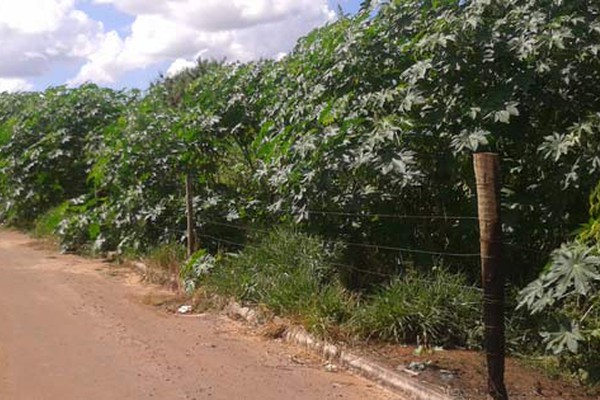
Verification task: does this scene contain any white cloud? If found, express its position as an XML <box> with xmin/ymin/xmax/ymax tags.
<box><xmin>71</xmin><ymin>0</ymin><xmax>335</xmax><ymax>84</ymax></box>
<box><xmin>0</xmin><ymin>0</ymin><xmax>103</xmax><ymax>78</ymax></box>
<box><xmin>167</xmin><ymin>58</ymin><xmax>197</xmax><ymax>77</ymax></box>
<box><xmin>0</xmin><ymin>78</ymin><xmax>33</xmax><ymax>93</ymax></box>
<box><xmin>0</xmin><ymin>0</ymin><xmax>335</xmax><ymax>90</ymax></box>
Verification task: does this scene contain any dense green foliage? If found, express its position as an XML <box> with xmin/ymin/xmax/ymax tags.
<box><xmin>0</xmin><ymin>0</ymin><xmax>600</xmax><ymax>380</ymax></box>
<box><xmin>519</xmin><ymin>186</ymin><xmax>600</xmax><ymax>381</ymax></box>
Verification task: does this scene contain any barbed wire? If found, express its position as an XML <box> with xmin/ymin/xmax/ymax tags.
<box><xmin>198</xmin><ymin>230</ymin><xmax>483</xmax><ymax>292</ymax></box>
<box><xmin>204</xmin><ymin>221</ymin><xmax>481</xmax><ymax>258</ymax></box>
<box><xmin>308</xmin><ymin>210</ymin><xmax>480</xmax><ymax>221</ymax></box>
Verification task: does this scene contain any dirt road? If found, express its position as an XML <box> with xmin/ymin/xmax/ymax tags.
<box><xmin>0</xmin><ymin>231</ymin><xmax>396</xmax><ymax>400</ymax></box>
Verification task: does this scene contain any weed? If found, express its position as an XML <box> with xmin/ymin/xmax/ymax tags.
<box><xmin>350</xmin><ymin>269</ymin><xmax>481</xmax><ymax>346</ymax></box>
--- --- ---
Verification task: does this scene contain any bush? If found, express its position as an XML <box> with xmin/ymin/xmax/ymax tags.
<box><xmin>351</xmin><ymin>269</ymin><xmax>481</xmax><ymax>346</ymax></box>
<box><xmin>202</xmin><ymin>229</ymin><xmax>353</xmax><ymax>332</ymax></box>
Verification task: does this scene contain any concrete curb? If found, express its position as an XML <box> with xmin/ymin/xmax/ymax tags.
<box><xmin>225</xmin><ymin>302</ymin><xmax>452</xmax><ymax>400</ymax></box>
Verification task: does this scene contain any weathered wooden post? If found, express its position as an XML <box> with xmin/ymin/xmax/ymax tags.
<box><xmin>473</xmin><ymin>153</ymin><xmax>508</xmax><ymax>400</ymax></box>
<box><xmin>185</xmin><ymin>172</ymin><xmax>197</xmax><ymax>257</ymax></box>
--- --- ---
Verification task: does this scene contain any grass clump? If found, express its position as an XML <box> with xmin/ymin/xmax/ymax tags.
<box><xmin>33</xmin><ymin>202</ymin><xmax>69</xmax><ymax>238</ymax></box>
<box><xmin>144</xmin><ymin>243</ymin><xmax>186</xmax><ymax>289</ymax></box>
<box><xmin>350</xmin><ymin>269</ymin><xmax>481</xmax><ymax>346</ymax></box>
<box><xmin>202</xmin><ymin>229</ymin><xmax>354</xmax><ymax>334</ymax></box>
--- --- ---
# [Your objective]
How many lines in the material above contain the word "weathered"? Reply with only the number.

# [Result of this exercise]
1